**EXTRACT**:
>>
Speaking at Leeds crown court in the UK, Camp told the jury that he had decided to take action against resellers after spotting tickets for a £75-ticket charity show flogged for £7,000 on secondary ticketing site Viagogo.

No artist fee had been charged for the show, which took place at London’s Royal Albert Hall in March 2017, in aid of the Teenage Cancer Trust.

“I bet none was donated to charity,” Sheeran’s manager told the jury. “This is absurd. We just really wanted to make sure we weren’t in that situation again.”

The defendants in the trial – Peter Hunter (trading name Ticket Wiz) and David Smith (BZZ) – reportedly spent over £4 million from June 2015 to December 2017 buying tickets on primary sites using automated ticket-buying software, or bots. The pair then sold the tickets through secondary platforms for a total of £10.8m. Both men deny the charges.

Following the incident, Camp implemented a no-resale policy for tickets to all stadium dates of Sheeran’s record-breaking ÷ (Divide) world tour, the highest grossing in history.

Ticket sales were limited to a small number of primary sellers, with only resales through dedicated fan-to-fan platforms permitted. Fans were informed that tickets bought through secondary platforms would not be valid and told to bring the credit or debit card used to purchase the tickets to guarantee entry.

“Our theory is that we want everybody to be able to come to a show. We’d rather put on a million more shows for a lower price,” explained Camp.
<<
**GOAL OF THE EXERCISE**:
Retype the passage of the ticket-resale article from "Speaking at Leeds" to "ticketing site Viagogo.". The data after this article is separate material.

**DATA SECTION**:
>>
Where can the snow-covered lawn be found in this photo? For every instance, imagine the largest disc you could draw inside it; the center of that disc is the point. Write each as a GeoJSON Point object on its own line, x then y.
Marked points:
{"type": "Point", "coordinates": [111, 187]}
<<
**RESULT OF THIS EXERCISE**:
Speaking at Leeds crown court in the UK, Camp told the jury that he had decided to take action against resellers after spotting tickets for a £75-ticket charity show flogged for £7,000 on secondary ticketing site Viagogo.